→ **Exercise goal**:
Please repeat, from the entries that follow, the lines from the one containing "target: white circular logo on sail" through the one containing "target: mast" exactly, adding nothing.

Collected data:
──────

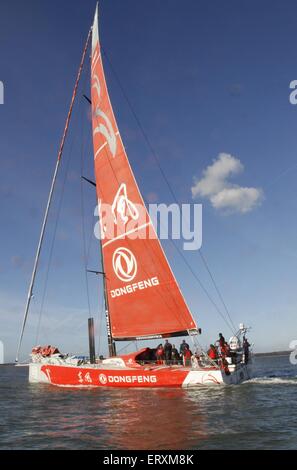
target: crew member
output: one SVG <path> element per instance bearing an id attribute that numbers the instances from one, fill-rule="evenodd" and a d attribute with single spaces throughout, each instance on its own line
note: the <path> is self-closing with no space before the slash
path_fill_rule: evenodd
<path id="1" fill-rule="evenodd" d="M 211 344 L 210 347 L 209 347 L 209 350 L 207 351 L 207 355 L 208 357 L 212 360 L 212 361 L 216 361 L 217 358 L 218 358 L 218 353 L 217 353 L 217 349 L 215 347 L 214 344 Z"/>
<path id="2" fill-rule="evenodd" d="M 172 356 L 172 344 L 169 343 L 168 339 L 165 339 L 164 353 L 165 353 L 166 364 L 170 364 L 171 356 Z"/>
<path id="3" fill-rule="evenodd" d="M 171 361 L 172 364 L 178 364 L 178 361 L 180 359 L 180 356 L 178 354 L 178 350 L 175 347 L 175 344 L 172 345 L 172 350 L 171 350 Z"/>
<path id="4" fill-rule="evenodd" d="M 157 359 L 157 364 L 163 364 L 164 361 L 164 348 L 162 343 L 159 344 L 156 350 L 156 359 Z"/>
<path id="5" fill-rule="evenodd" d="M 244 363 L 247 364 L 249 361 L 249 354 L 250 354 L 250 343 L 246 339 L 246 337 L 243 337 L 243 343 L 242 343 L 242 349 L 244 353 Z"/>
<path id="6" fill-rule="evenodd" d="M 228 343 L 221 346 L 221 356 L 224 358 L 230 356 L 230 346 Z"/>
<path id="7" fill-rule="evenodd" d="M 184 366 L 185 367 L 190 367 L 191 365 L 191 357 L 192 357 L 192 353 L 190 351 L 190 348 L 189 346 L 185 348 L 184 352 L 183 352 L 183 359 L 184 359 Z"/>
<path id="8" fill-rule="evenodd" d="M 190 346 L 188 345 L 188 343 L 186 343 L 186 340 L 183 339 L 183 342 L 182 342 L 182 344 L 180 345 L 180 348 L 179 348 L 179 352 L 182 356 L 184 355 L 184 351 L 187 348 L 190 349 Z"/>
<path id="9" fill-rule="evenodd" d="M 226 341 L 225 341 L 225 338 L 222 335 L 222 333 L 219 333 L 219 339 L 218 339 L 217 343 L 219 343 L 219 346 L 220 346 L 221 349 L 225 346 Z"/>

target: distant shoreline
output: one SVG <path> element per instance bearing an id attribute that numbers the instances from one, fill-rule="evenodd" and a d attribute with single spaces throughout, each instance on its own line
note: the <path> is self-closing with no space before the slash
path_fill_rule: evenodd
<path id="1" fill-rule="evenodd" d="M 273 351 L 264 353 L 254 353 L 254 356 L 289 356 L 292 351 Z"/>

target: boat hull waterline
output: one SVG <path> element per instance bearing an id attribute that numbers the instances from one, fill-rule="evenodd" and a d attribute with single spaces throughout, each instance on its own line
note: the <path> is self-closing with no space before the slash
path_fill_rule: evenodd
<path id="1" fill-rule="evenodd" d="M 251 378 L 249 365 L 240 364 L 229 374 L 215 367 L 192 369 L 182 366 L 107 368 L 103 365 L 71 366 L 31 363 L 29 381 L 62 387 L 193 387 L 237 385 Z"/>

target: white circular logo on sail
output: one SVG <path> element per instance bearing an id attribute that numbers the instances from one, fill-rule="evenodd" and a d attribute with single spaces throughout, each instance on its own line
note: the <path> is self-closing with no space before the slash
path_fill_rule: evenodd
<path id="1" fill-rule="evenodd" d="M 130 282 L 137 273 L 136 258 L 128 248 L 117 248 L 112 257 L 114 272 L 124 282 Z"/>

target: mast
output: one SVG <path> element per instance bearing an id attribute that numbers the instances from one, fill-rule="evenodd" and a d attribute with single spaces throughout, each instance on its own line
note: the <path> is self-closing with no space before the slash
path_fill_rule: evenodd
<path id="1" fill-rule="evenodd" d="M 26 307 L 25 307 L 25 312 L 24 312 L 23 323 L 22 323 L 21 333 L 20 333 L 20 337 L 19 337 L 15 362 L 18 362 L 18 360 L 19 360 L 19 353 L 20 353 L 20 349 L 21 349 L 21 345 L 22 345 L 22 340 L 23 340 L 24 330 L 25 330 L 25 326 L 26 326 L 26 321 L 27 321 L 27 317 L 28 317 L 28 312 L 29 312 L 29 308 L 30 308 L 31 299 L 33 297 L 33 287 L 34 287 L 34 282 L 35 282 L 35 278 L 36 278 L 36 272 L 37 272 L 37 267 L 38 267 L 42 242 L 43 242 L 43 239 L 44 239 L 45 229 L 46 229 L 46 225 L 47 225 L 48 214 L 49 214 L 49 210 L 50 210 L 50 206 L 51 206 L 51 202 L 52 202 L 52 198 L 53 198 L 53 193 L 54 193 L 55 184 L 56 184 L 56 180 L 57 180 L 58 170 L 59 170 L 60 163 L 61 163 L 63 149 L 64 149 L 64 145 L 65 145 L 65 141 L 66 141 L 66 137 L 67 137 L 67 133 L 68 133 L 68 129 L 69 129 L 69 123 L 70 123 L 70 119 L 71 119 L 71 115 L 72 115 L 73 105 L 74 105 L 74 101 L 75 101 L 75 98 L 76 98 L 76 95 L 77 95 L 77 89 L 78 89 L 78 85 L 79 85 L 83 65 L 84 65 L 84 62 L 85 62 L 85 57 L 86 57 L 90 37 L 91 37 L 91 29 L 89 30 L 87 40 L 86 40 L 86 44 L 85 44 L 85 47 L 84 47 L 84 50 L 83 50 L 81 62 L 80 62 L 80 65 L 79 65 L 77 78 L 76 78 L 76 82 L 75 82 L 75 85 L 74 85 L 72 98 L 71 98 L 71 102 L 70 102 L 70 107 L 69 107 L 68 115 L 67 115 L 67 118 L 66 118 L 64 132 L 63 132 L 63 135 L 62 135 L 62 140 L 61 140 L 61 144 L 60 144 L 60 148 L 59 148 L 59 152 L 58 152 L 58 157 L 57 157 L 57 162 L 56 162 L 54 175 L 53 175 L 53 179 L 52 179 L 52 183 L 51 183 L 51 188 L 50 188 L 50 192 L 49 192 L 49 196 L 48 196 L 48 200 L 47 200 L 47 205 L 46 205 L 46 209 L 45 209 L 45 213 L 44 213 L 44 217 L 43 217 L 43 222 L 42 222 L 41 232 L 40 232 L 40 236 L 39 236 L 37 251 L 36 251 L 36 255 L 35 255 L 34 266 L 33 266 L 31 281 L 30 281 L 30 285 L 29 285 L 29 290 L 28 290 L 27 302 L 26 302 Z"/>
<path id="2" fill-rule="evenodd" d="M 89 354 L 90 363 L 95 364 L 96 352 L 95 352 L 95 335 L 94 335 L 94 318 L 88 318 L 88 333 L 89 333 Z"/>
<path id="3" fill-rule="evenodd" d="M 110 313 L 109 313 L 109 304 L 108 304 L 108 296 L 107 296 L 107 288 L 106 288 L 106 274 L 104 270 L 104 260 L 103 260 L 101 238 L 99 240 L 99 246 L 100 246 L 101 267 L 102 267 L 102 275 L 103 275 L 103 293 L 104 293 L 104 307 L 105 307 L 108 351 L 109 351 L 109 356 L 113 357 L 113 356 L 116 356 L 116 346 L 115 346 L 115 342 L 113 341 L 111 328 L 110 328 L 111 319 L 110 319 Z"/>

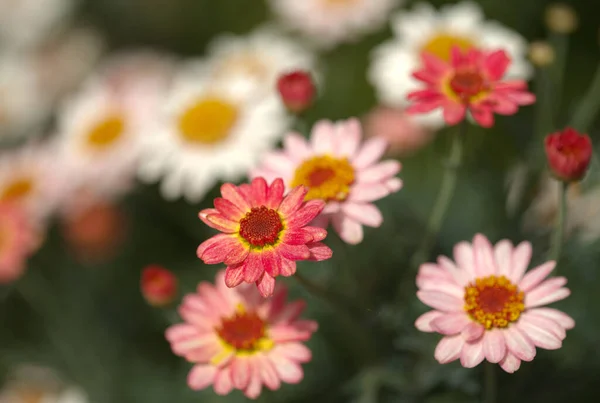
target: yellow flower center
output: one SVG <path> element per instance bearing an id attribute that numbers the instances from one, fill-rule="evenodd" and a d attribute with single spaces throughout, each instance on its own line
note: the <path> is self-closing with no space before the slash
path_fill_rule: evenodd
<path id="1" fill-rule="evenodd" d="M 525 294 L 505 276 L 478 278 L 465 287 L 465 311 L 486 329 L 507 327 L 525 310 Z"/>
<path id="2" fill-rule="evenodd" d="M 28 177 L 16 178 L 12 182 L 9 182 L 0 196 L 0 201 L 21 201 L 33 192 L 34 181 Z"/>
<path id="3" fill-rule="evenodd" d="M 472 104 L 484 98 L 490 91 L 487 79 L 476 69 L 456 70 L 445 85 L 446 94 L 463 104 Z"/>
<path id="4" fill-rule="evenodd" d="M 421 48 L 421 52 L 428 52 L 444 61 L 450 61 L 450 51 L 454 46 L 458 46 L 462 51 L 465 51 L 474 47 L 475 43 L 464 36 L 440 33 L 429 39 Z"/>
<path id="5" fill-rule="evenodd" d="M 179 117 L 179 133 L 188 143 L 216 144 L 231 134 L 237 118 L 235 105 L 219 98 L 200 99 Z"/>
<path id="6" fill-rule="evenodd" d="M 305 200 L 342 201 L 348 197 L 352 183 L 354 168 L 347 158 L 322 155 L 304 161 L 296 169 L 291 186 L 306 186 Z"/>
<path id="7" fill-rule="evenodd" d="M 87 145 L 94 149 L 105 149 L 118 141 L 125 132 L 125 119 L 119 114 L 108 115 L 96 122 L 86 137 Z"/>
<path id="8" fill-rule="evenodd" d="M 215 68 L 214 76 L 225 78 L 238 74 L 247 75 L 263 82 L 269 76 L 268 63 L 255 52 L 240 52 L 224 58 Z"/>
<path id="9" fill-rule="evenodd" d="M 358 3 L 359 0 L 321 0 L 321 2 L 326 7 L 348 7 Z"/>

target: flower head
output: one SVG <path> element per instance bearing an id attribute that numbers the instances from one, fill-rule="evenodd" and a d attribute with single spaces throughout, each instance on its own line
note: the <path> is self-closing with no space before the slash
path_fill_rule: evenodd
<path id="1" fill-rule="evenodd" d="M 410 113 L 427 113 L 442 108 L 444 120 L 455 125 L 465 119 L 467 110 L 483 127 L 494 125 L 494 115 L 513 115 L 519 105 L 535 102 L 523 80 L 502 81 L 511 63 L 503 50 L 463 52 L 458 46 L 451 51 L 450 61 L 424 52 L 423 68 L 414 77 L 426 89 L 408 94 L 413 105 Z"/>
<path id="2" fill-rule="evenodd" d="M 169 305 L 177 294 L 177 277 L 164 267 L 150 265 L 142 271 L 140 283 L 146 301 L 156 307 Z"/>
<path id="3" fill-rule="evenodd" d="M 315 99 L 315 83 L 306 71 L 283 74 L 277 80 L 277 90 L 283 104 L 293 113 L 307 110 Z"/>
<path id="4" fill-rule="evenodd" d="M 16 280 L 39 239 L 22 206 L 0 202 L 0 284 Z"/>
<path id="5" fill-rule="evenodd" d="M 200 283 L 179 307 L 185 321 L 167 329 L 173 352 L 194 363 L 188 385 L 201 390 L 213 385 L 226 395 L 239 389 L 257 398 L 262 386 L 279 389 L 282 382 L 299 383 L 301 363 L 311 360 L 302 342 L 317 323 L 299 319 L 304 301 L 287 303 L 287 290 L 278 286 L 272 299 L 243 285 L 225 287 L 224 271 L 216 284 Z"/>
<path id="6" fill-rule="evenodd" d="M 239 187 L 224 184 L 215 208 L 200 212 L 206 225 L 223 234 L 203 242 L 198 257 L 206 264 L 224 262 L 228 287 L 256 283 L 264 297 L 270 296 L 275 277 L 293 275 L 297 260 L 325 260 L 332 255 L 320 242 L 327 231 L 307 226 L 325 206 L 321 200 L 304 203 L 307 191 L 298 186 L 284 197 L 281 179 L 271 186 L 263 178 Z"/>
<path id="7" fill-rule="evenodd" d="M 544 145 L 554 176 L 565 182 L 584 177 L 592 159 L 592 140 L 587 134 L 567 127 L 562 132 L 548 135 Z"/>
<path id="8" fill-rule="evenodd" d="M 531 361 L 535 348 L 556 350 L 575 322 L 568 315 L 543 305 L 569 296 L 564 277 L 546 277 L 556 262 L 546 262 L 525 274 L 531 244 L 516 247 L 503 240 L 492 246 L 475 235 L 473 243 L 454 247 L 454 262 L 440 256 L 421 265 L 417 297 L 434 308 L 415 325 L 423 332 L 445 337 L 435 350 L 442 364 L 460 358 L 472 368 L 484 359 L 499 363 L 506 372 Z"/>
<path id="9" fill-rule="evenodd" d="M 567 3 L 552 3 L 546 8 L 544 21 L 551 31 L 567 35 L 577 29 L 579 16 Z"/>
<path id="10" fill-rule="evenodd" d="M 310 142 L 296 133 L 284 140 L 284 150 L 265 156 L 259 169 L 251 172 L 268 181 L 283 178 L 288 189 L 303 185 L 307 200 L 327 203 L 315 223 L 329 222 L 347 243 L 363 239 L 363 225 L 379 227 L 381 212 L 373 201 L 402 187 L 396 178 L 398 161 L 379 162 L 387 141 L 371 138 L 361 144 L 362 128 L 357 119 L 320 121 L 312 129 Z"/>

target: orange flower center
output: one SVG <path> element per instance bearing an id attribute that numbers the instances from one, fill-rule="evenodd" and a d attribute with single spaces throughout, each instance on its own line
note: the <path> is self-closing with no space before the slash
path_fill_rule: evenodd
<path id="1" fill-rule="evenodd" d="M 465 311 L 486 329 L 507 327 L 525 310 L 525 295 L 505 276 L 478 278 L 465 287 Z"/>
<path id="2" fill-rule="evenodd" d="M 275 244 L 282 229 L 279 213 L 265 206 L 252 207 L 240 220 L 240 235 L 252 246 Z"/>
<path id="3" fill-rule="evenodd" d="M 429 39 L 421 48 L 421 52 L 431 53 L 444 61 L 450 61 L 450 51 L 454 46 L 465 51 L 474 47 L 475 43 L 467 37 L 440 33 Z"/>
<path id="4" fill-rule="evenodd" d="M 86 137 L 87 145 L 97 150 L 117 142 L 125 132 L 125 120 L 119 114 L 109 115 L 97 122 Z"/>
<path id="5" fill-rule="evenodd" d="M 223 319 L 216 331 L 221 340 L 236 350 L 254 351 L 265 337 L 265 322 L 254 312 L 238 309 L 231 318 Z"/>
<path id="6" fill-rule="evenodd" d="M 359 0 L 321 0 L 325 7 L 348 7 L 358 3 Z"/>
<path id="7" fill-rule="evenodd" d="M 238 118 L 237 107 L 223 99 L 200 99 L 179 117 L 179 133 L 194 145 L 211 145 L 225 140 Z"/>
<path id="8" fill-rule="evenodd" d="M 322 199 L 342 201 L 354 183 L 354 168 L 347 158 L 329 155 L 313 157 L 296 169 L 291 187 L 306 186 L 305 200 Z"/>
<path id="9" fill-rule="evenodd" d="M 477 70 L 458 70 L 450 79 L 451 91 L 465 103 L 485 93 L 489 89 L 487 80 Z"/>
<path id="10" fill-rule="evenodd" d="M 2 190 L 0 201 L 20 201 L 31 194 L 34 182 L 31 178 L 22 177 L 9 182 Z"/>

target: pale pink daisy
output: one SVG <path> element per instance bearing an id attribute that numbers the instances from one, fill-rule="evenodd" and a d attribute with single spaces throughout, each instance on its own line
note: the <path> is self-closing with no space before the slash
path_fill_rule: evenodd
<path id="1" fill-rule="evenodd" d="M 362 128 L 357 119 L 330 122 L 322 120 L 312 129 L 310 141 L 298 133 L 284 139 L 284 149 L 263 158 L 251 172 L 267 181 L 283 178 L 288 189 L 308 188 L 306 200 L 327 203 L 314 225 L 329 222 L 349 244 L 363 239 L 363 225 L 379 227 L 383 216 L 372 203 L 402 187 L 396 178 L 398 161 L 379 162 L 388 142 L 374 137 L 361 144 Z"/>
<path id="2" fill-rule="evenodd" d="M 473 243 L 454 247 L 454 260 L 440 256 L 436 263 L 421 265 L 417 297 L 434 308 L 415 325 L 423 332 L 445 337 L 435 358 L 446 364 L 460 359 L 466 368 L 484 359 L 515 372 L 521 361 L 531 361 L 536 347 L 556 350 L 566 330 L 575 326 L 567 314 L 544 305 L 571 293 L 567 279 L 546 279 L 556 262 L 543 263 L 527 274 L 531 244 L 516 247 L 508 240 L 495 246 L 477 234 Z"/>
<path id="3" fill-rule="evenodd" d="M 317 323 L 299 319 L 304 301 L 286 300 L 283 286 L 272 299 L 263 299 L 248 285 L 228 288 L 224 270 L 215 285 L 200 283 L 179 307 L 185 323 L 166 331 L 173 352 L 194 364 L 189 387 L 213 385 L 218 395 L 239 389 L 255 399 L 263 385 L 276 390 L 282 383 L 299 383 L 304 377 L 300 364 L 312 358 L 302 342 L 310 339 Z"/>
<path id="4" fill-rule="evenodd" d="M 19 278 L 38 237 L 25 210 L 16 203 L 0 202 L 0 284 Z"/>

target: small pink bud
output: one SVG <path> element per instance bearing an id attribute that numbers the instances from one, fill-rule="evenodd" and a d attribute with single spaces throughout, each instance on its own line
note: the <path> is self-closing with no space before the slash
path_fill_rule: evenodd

──────

→ **Task result**:
target: white circular logo on sail
output: one SVG <path> element per instance bearing an id attribute that numbers the instances from one, fill-rule="evenodd" and a d attribute with single spaces throughout, each instance on its own line
note: the <path> is self-closing with no space before the slash
path_fill_rule: evenodd
<path id="1" fill-rule="evenodd" d="M 130 282 L 137 273 L 136 258 L 128 248 L 117 248 L 112 257 L 114 272 L 124 282 Z"/>

target: mast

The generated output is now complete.